**AIM OF THE EXERCISE:** The answer must be every record below, reproduced exactly.

**SOURCE MATERIAL:**
★ ★ ★ ★ ★
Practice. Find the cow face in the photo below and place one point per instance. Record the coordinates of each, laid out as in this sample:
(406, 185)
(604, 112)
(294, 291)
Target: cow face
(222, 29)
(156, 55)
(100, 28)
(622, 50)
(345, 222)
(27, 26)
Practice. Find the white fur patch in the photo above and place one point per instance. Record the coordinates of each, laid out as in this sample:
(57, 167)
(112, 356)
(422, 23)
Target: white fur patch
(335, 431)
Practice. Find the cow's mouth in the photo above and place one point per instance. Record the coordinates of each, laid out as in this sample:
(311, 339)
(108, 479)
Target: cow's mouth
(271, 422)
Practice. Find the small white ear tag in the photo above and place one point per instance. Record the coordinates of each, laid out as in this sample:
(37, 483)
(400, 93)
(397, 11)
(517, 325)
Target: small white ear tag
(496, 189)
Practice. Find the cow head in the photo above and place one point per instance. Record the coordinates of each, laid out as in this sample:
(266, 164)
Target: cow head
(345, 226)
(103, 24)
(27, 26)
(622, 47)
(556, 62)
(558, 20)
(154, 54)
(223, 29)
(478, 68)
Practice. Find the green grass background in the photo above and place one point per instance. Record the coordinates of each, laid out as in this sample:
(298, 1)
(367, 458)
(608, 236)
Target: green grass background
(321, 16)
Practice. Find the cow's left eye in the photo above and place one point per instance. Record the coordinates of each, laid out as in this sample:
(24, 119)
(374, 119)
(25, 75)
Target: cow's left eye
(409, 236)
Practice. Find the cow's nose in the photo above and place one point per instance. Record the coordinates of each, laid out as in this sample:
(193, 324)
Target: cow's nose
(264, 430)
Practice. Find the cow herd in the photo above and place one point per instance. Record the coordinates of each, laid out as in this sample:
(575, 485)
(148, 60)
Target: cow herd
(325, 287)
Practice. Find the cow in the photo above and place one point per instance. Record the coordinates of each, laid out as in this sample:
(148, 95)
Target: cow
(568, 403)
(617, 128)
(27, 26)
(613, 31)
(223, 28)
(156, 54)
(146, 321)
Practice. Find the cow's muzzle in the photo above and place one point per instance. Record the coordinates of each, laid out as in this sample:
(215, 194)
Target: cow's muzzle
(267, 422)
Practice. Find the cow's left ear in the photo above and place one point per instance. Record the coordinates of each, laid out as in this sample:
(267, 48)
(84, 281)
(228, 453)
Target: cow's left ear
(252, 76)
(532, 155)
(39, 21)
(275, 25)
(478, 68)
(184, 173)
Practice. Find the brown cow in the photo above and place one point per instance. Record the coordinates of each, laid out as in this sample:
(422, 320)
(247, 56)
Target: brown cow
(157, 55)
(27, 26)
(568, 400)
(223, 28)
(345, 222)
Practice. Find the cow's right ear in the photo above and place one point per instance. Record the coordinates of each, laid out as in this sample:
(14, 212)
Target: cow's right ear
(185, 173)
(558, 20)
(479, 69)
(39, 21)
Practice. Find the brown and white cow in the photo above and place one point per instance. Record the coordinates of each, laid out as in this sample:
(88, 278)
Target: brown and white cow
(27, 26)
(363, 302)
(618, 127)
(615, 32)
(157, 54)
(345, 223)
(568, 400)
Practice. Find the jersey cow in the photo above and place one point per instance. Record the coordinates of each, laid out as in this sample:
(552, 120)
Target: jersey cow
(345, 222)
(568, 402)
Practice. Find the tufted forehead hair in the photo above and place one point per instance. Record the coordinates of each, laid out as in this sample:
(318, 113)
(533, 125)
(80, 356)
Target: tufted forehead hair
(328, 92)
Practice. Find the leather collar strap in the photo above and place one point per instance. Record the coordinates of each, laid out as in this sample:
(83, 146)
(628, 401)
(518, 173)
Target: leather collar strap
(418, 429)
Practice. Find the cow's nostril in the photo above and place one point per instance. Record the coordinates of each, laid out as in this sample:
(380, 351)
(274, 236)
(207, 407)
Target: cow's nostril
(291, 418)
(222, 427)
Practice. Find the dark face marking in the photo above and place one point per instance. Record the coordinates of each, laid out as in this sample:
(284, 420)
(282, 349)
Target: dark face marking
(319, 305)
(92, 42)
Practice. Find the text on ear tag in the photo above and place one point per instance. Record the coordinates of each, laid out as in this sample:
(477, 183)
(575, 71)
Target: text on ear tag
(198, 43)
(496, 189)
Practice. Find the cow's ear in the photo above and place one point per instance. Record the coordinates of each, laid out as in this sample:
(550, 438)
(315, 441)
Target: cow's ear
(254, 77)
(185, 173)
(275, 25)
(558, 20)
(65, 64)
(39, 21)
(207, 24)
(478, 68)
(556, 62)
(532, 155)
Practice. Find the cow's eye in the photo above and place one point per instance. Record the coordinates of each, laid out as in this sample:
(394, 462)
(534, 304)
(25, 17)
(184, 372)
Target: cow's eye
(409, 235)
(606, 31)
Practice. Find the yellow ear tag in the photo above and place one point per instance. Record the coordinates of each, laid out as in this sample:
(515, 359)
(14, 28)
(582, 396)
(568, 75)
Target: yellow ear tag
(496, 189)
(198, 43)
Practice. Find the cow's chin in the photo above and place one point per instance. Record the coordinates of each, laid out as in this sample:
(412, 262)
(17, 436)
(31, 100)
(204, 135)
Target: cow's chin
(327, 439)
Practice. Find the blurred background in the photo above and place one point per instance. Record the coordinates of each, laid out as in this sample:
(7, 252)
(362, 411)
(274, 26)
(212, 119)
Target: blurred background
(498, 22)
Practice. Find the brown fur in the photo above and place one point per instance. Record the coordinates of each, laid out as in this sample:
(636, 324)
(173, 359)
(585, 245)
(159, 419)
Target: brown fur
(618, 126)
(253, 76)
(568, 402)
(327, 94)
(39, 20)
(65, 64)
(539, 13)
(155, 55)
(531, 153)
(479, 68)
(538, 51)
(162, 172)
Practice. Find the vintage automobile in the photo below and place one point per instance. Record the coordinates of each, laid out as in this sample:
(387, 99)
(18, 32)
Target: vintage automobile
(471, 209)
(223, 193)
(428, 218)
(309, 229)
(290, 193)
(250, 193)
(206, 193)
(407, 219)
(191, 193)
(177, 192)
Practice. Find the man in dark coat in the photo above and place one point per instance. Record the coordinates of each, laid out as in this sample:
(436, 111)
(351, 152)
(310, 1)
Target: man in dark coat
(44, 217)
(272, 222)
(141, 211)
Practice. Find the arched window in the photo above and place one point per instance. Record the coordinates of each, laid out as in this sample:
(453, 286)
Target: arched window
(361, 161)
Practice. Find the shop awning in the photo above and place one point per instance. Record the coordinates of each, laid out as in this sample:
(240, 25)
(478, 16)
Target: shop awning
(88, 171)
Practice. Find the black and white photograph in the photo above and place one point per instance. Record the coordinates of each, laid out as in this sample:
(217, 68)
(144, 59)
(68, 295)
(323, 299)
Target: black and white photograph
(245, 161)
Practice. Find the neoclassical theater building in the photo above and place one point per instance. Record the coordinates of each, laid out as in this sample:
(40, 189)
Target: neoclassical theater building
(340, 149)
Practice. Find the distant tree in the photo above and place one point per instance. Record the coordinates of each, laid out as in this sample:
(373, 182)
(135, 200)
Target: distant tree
★ ★ ★ ★ ★
**ANSWER BOX:**
Practice. Find the cow face in the photo below and place one point per instance. Record the coordinates of each, laid out as in this sample:
(406, 185)
(604, 112)
(294, 291)
Target: cow face
(222, 29)
(156, 55)
(100, 28)
(622, 50)
(345, 222)
(27, 26)
Practice. Find the white fur patch in the photo above and place one point per instance. Record the coordinates of each, laid out as in this sample:
(57, 167)
(112, 356)
(422, 23)
Target: white fur patch
(335, 431)
Practice. Find the cow's mouth in the photo above and place one point per instance. Record the coordinates of each, laid out as in this sample:
(311, 339)
(108, 479)
Target: cow's mouth
(271, 422)
Practice. Find the small white ear tag in the photo above and place one point per instance. Record the coordinates of each, laid out as in this sample:
(37, 483)
(400, 93)
(397, 11)
(517, 325)
Target: small white ear tag
(496, 189)
Practice. Find the cow head in the photo above and place one point per instance. Record the coordinates of each, laid out as in this sample:
(266, 164)
Target: cow head
(345, 226)
(103, 24)
(27, 26)
(622, 47)
(556, 62)
(558, 20)
(154, 54)
(223, 29)
(478, 68)
Practice. Find the green grass background in the photo above and place one point per instance. Record the coordinates of each, laid out as in this sample:
(298, 1)
(367, 458)
(608, 236)
Target: green grass background
(321, 16)
Practice. Find the cow's left eye in the photo above and place one point per instance. Record the coordinates of each, laid out as in this sample:
(24, 119)
(374, 119)
(25, 75)
Target: cow's left eye
(409, 236)
Practice. Find the cow's nose in the photo above and place one point per instance. Record the coordinates of each, laid out as in this sample:
(193, 324)
Target: cow's nose
(264, 430)
Practice. Find the cow herd in the photo above and place one point per instance. Record the coordinates of each, laid out as in this sample:
(575, 485)
(148, 60)
Target: cow herd
(325, 287)
Practice. Find the cow in the photo above and place one point per instance. Record the coordinates of each, laid out as in this sample:
(148, 95)
Target: cow
(568, 403)
(617, 128)
(27, 26)
(613, 31)
(223, 28)
(156, 54)
(146, 321)
Practice. Find the cow's muzzle in the photo above and place one point per instance. Record the coordinates of each, laid out as in this sample:
(215, 194)
Target: cow's muzzle
(267, 422)
Practice. Find the cow's left ear in the photo above and place one point per instance. Record the coordinates of each, laid out as in this sample:
(267, 48)
(84, 281)
(228, 453)
Target: cow's left ear
(252, 76)
(532, 155)
(39, 21)
(275, 25)
(478, 68)
(184, 173)
Practice. Find the brown cow in the photo above and place one point per instance. Record the coordinates of each, laid out as in this sample:
(422, 320)
(247, 56)
Target: brown cow
(157, 55)
(27, 26)
(568, 400)
(223, 28)
(345, 222)
Practice. Find the cow's right ear in the photo above and place one point per instance. Record the coordinates of each, laid out as in this sample:
(14, 212)
Target: cow's right ear
(185, 173)
(558, 20)
(479, 69)
(39, 21)
Practice. Find the brown and white cow in the photo above and place one point per instance. Record the coordinates of each, laid out as in this sample:
(88, 278)
Target: brown and white cow
(27, 26)
(363, 302)
(618, 127)
(615, 32)
(157, 54)
(345, 223)
(568, 400)
Practice. Find the jersey cow in the photo above and place one point per instance. Record the coordinates of each, laid out as in this sample:
(552, 120)
Target: jersey cow
(345, 222)
(568, 402)
Practice. Find the tufted forehead hair in the photo above and place one point per instance. Record the coordinates of each, laid out as in this sample:
(318, 113)
(533, 125)
(80, 356)
Target: tufted forehead hair
(328, 92)
Practice. Find the leather collar strap in the photo above and place one point per instance. Record the coordinates of each, laid out as in this sample:
(83, 146)
(628, 401)
(518, 173)
Target: leather collar strap
(418, 429)
Practice. Find the cow's nostril in the photo above and place one point per instance. Record the coordinates of each, laid out as in this sample:
(380, 351)
(274, 236)
(207, 407)
Target: cow's nostril
(291, 418)
(222, 427)
Practice. Find the dark face marking in the photo above and place one point per instance. Record the coordinates of each, laid out as in this sample:
(284, 420)
(282, 349)
Target: dark face marking
(319, 305)
(92, 42)
Practice. Find the text on ear tag in the photo above and place one point per instance. Record the coordinates of each, laid out as in this sample:
(477, 183)
(575, 71)
Target: text on ear tag
(198, 43)
(496, 189)
Practice. Find the cow's ear in the photo above and place one point per instance. Record the coordinates of each, laid out as in this sample:
(550, 438)
(315, 441)
Target: cow's ear
(254, 77)
(185, 173)
(275, 25)
(558, 20)
(65, 64)
(39, 21)
(207, 24)
(478, 68)
(556, 62)
(532, 155)
Practice. Find the cow's eye in the photo above and place one point per instance. Record the coordinates of each, laid out as in this sample:
(394, 462)
(534, 304)
(25, 17)
(184, 372)
Target: cow's eye
(409, 235)
(606, 31)
Practice. Find the yellow ear tag in the photo above and place one point per instance. Record the coordinates of each, laid out as in this sample:
(515, 359)
(14, 28)
(582, 396)
(568, 75)
Target: yellow ear tag
(496, 189)
(198, 43)
Practice. Find the cow's chin in the photo above and place one point per instance. Record the coordinates of each, laid out as in this sample:
(412, 262)
(17, 436)
(31, 100)
(204, 135)
Target: cow's chin
(327, 439)
Practice. Find the blurred background in the photo above and place one point per instance. Record the coordinates of each, laid out as in this sample:
(7, 252)
(362, 411)
(274, 26)
(212, 119)
Target: blurred background
(498, 22)
Practice. Find the brown fur in the photo above and place one point per instance. Record the coordinates of each, laid out as in this sample:
(636, 324)
(173, 359)
(585, 245)
(159, 419)
Target: brown fur
(618, 126)
(253, 76)
(568, 402)
(327, 94)
(39, 20)
(65, 64)
(539, 13)
(155, 55)
(531, 153)
(479, 68)
(538, 51)
(162, 172)
Practice. Find the vintage automobile in the photo below and place one point per instance. Record the coordinates of each, laid out as in this sample:
(387, 99)
(18, 32)
Target: vintage automobile
(471, 209)
(223, 193)
(428, 218)
(309, 229)
(290, 193)
(250, 193)
(206, 193)
(407, 219)
(191, 193)
(177, 192)
Practice. Find the man in dark coat in the photo above and place one point per instance. Record the coordinates of each, laid out as in this sample:
(436, 111)
(351, 152)
(310, 1)
Target: man in dark coat
(44, 217)
(272, 222)
(141, 211)
Practice. Find the arched window in the photo above and place one point per instance. Record the coordinates of each, laid out as in this sample:
(453, 286)
Target: arched window
(361, 161)
Practice. Find the shop awning in the photo above and place one point per instance. Record the coordinates of each, laid out as in this sample:
(240, 25)
(478, 16)
Target: shop awning
(88, 171)
Practice. Find the black and white photograph in the photo above and place one point per instance. Record the coordinates of each, laid out as in this sample:
(217, 68)
(144, 59)
(68, 295)
(323, 299)
Target: black and white photograph
(245, 161)
Practice. Find the neoclassical theater building in the photo above and place one point per instance. Record the coordinates of each, laid out as in this sample:
(40, 189)
Target: neoclassical theater building
(340, 149)
Practice. Find the distant tree in the photo above and place one point per instance. Record the coordinates of each, laid out as in this sample:
(373, 182)
(135, 200)
Target: distant tree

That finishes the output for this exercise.